Assignment
Write out every entry, unchanged. Skip any picture.

── The records

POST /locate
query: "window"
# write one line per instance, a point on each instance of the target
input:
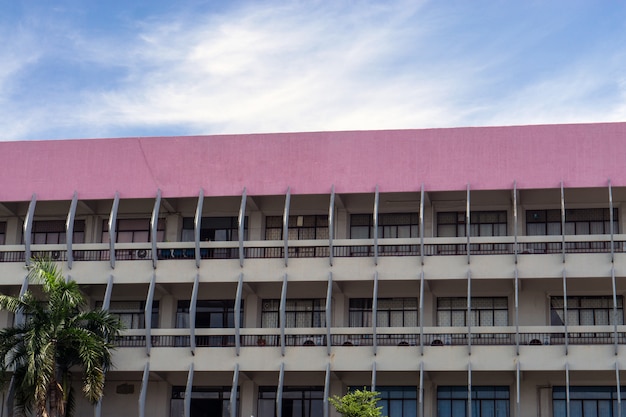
(52, 232)
(299, 313)
(577, 222)
(482, 223)
(390, 226)
(300, 227)
(215, 229)
(210, 314)
(132, 313)
(297, 401)
(588, 401)
(486, 401)
(205, 401)
(133, 231)
(586, 311)
(486, 311)
(398, 401)
(391, 312)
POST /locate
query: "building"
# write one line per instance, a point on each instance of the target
(258, 274)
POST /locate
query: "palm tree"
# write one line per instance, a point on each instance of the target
(57, 337)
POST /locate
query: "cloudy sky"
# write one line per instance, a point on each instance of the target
(93, 68)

────

Exercise result
POST /locate
query: "window"
# write one line per instance, a point on each instance of the target
input:
(52, 232)
(299, 313)
(577, 222)
(482, 223)
(390, 226)
(300, 227)
(215, 229)
(210, 314)
(132, 313)
(297, 401)
(588, 401)
(486, 401)
(205, 401)
(133, 231)
(586, 311)
(486, 311)
(398, 401)
(391, 312)
POST /locate
query: "building"
# write one line per instance, a point on each instance of the target
(258, 274)
POST /locate
query: "palm tree"
# write one line per instance, a point on each instance of the target
(57, 337)
POST /locate
query: "cloudy sky"
# write one line per instance, a point on each instance of the target
(93, 68)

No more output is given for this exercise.